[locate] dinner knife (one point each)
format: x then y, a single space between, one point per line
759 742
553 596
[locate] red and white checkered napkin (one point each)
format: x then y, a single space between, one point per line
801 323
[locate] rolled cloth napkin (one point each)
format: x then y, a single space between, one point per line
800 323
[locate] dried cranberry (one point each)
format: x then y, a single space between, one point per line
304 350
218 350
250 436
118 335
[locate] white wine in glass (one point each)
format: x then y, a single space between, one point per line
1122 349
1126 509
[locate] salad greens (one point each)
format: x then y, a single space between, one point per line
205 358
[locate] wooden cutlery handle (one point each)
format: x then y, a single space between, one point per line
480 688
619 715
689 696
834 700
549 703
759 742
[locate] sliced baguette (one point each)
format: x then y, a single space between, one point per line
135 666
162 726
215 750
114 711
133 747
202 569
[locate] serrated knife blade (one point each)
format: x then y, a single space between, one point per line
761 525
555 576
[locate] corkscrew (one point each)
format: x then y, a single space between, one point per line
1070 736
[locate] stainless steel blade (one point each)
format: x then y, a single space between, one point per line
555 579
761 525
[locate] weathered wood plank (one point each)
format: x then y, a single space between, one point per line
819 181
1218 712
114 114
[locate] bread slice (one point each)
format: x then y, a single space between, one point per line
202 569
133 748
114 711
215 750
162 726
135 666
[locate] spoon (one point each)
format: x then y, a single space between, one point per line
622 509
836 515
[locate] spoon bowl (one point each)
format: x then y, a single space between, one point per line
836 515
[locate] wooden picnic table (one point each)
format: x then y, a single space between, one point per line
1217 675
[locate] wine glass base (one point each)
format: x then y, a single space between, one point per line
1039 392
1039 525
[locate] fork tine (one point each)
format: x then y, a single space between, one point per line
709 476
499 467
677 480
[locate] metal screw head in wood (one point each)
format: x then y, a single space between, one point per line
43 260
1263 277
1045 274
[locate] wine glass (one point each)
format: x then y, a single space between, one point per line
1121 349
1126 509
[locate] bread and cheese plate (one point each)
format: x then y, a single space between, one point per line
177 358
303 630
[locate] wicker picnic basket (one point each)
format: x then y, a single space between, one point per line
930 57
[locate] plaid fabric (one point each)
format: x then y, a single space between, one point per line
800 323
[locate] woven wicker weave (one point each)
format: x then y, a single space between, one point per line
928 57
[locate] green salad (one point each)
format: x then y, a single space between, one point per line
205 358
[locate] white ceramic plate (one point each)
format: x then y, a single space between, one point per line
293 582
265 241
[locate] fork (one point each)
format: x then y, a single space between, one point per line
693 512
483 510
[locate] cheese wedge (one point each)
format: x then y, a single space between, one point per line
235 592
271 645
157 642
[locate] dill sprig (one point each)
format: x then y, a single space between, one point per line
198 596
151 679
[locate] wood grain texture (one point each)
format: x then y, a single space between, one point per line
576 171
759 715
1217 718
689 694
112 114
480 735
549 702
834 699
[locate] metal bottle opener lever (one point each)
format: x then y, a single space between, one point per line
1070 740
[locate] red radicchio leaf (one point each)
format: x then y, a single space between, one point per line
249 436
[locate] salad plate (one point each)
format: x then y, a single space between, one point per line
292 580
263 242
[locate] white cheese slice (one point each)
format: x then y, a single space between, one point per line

---

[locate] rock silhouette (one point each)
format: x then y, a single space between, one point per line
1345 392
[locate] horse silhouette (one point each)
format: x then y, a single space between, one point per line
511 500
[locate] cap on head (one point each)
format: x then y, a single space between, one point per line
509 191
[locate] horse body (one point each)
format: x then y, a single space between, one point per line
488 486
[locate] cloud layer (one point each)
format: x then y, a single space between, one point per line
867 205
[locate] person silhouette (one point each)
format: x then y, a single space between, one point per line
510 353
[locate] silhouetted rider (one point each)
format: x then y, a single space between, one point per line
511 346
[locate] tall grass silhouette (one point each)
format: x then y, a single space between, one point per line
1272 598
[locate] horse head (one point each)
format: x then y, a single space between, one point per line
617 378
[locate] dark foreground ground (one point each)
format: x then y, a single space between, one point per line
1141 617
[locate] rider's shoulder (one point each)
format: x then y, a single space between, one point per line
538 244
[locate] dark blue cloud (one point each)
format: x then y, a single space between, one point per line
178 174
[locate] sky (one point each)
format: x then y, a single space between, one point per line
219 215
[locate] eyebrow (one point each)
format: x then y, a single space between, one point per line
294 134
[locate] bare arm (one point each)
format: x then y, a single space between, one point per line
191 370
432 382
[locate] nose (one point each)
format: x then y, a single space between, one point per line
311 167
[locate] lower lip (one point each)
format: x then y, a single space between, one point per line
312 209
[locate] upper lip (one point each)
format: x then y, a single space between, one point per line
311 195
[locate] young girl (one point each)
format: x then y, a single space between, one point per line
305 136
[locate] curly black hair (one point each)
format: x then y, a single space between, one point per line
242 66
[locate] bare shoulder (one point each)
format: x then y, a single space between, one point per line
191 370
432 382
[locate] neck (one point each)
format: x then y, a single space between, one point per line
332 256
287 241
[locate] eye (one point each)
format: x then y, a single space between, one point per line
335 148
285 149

▶ **Task prompt**
Which lines of the listing above contain the word "horse"? Copy each one.

▶ **Expected output**
[locate] horse silhouette (one point each)
[locate] horse body (one point each)
[locate] horse head (one point each)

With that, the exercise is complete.